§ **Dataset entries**
BEGIN
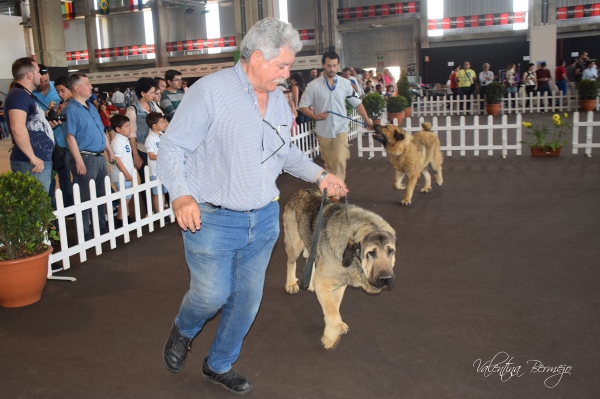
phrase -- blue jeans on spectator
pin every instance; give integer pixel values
(95, 170)
(43, 177)
(227, 259)
(64, 182)
(464, 93)
(511, 92)
(562, 86)
(545, 89)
END
§ **TASK OBJECTIVE**
Copy out all of the data word for word. Do not carry over any picture.

§ **RESPONSE BELOW**
phrase -- blue jeans on spectator
pin every instance; give integer pixel values
(95, 170)
(43, 177)
(227, 259)
(64, 182)
(464, 93)
(511, 92)
(562, 86)
(545, 89)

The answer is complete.